Знакомясь с Морозом в кабинете первого секретаря Крымского крайкома А. Андреева, Горький испытал естественное желание получше узнать, что за человек «приставлен» к нему (он уже достаточно хорошо осознавал, к какой организации принадлежали лица, сопровождавшие его постоянно).
Бывший начальник военно-бронетанковых сил на Юго-Западном фронте в 1920 году, Мороз получил назначение руководителя «Севгрэсстроя» под Севастополем. Присмотревшись немного к новому знакомому, Горький неожиданно спросил его как-то, когда они остались наедине:
— А молчать вы умеете, когда надо?
— Научили, — мрачновато ответил собеседник. — Молчу уже вот седьмой год.
— Это замечательно! И где же научили?
— Сначала на Лубянке, потом в Читинской каторжной, под начальством Губельмана, брата Ярославского.
С готовностью подхватывая нить разговора, Горький решил узнать, а много ли вообще в стране молчальников-то…
Собеседник сник. Ушел в себя. Одно дело — беседа о твоих делах и судьбе, и другое дело… Спросил встречно: «А вы-то тайну, Алексей Максимович, хранить умеете? Знаете, что бывает за ее разглашение? Ну тогда слушайте. Почти уверен, что число молчальников в Советском Союзе в 1927 году доходило до 80 процентов населения. Но завтра… безмолвствовать будут все. Ну, кроме, конечно, пропагандистов-аллилуйщиков».
С грустью посмотрел Горький в лицо собеседника, глаза его словно присыпало пеплом. Отвернулся, протер глаза… Помолчав, сказал: «Да, пожалуй, вы правы. Но почему же это так?»
На следующее утро при посещении знаменитого совхоза «Гигант», на строительстве сельского элеватора и электростанции Горький был сдержан, ушел в себя, ни с начальством, ни с рабочими в разговоры не вступал. На объяснения кивал головой рассеянно. «Но при посещении колхозов, — продолжает Мороз, — Горький был весьма любезен и внимателен. Знакомясь с колхозами, расположенными по направлению Ростов-на-Дону — станица Старо-Щербинская, Горький осматривал, вернее, знакомился с колхозами во всех деталях. При этом он особенно интересовался единоличными хозяевами… Он знакомился с каждым двором и его хозяином. Вел длительные беседы, но о чем он говорил, никто не мог ничего сказать. Такие же методы применял Горький и при осмотре колхозов в районе станции Екатерининская — Ростов-на-Дону».
В гостинице Горький начал беседу следующими словами: «Если вы думаете, что я что-нибудь понял из того, что делается в станицах, то вы глубоко ошибаетесь. И как я ни стараюсь, как ни напрягаю свой мозг, чтобы понять все эти дела, творящиеся и с крестьянами, и с рабочими, и с городским людом, я ничего понять не могу. Я прежде всего не вижу целесообразности. По-видимому, стар я стал. Но людей, сопротивляющихся этому, я понимаю. Единственное, что мне представляется отчетливо, это то, что все это вместе взятое возвращает нас к пятидесятым годам прошлого столетия, но в более свирепой форме. Да, формы проведения в жизнь мероприятий такого социализма будут, безусловно, очень свирепыми».

**Сохранённые строки**
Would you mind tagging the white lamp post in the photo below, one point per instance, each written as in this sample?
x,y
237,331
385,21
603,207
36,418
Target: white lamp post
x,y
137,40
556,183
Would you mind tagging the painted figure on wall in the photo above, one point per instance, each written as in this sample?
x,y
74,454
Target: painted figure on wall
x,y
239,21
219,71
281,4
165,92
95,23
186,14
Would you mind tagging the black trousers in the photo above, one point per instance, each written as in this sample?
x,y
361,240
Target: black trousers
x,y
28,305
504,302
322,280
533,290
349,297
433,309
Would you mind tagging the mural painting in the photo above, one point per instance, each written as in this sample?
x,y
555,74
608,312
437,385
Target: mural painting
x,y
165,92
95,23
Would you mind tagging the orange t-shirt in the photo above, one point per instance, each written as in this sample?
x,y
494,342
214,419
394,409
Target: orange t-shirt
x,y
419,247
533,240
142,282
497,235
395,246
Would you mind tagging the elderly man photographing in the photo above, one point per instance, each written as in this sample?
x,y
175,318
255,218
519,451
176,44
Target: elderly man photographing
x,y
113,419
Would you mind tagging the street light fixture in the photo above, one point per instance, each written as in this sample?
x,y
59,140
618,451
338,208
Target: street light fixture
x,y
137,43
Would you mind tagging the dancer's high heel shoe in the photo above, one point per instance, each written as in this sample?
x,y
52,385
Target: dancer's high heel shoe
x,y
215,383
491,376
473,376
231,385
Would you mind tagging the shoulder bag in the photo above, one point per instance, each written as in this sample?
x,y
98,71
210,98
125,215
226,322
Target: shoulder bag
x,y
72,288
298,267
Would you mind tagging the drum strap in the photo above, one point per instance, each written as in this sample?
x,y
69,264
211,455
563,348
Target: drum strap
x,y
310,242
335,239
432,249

**Задание 1**
Перечислите все фамилии людей, которые встречаются в отрывке о Горьком.
**Задание 2**
Процитируйте из отрывка о Горьком фрагмент, который открывается словами, содержащими «Знакомясь с Морозом», и закрывается словами «умеете, когда надо?».
**Задание 3**
Продолжите отрывок о Горьком, начав сразу после его последнего предложения.

**Результат 1**
Мороз, Андреев, Горький, Губельман, Ярославский

**Результат 2**
Знакомясь с Морозом в кабинете первого секретаря Крымского крайкома А. Андреева, Горький испытал естественное желание получше узнать, что за человек «приставлен» к нему (он уже достаточно хорошо осознавал, к какой организации принадлежали лица, сопровождавшие его постоянно).
Бывший начальник военно-бронетанковых сил на Юго-Западном фронте в 1920 году, Мороз получил назначение руководителя «Севгрэсстроя» под Севастополем. Присмотревшись немного к новому знакомому, Горький неожиданно спросил его как-то, когда они остались наедине:
— А молчать вы умеете, когда надо?

**Результат 3**
«В свое время, — продолжал Горький, — главная задача передовой литературы прошлого заключалась в том, чтобы показать подневольный характер труда и раскрыть противоречия между огромной созидательной силой труда и угнетенным положением трудящегося человека.
Тогда были люди, которые, несмотря на ограниченные возможности, создали прочную традицию уважения к труду и свободе трудящегося человека, посвятив немало красивых страниц воспеванию труда. Конечно, такие люди есть и будут, но будут ли у них в будущем хотя бы те ограниченные возможности прошлого, я очень и очень сомневаюсь. Будут ли у литератора будущего хотя бы ограниченные возможности, изображая труд в нашем „социализме“, поставить в центр внимания человека — радующегося труженика? Думаю — нет. В тумане всех событий представляются только или почти только страдания».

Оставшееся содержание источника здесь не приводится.